Named-object pointing records
——————————
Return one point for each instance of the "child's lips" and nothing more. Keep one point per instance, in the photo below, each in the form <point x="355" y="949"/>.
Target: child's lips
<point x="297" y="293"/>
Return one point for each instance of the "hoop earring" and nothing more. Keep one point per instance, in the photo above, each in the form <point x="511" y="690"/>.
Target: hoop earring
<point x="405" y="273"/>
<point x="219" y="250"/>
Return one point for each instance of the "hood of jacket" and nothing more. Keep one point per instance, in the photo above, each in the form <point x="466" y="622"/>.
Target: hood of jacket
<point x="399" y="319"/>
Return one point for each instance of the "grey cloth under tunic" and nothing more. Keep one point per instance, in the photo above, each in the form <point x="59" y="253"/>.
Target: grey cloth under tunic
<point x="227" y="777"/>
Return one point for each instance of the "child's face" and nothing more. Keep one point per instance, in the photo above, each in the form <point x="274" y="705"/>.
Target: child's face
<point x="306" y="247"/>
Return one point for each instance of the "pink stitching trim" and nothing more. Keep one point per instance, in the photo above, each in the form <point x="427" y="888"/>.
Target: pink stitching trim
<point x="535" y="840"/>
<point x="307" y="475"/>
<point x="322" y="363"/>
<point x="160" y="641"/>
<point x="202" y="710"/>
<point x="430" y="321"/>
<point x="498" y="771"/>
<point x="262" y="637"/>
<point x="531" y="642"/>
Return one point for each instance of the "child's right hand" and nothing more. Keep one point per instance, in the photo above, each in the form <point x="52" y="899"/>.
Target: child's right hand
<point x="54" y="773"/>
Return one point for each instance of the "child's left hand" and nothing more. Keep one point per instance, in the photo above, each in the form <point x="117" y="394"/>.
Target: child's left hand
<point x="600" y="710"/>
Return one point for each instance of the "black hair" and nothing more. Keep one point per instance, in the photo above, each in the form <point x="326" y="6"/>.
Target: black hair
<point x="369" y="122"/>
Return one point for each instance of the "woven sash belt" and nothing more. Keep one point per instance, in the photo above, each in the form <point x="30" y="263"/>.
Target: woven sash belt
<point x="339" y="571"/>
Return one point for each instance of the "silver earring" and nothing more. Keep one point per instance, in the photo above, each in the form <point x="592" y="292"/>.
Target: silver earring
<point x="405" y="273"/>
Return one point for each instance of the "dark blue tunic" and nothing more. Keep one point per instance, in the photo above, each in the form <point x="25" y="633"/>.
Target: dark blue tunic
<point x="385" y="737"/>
——————————
Set all of the entries down again, exactly as they were given.

*Finished answer*:
Return one point for each instance of the "child's lips" and nothing more. Keep one point per instance, in the photo below, each in the form <point x="355" y="949"/>.
Target: child's lips
<point x="297" y="293"/>
Return one point for each instance of the "hoop earring" and nothing more. Keep one point per instance, in the photo above, each in the form <point x="511" y="690"/>.
Target: hoop earring
<point x="405" y="273"/>
<point x="219" y="250"/>
Return one point for each instance of the "hood of jacket" and nothing more. Keep one point per instance, in the photo above, each in the form <point x="466" y="622"/>.
Target: hood of jacket
<point x="399" y="319"/>
Return one point for each instance of the "grey cloth under tunic" and nothing more. Keep one point per instance, in the photo above, each in the form <point x="59" y="253"/>.
Target: grey cloth under tunic
<point x="227" y="777"/>
Return one point for each instance of the "child's face" and nothing more. Keep one point per instance, in the photo above, each in the form <point x="274" y="705"/>.
Target: child's face
<point x="306" y="247"/>
Return one point for each instance of the "pink stitching trim" and nothing more. Keep one point per instance, in the photo above, each in the form <point x="427" y="888"/>.
Target: pink stitching trim
<point x="535" y="840"/>
<point x="307" y="475"/>
<point x="322" y="363"/>
<point x="160" y="641"/>
<point x="202" y="710"/>
<point x="430" y="321"/>
<point x="498" y="771"/>
<point x="262" y="637"/>
<point x="531" y="642"/>
Return one point for each instance of the "child's right hand" and nothing more. Keep one point per instance, in the photo above, each in the form <point x="52" y="899"/>.
Target: child's right hand
<point x="54" y="773"/>
Return one point for each instance of the "child's left hand" and nothing more. Keep one point per instance, in the photo above, each in the form <point x="117" y="394"/>.
Target: child's left hand
<point x="600" y="710"/>
Return one point for each instance of the "black hair" and nothing more. Keep one point per instance, in the photo above, each in the form <point x="326" y="6"/>.
Target: black hair
<point x="369" y="122"/>
Return one point for each instance of the "woven sash belt" and nothing more. Keep one point per instance, in the photo above, each in the form <point x="30" y="263"/>.
Target: woven sash belt
<point x="339" y="571"/>
Return one point for each instance of the "silver earring" and nothing more. Keep one point per instance, in the photo above, each in the form <point x="592" y="292"/>.
Target: silver earring
<point x="405" y="273"/>
Return one point for each instance of the "dark blue tunic" and nothing more. Keep one point per instance, in the photo above, each in the form <point x="25" y="633"/>.
Target: dark blue tunic
<point x="385" y="737"/>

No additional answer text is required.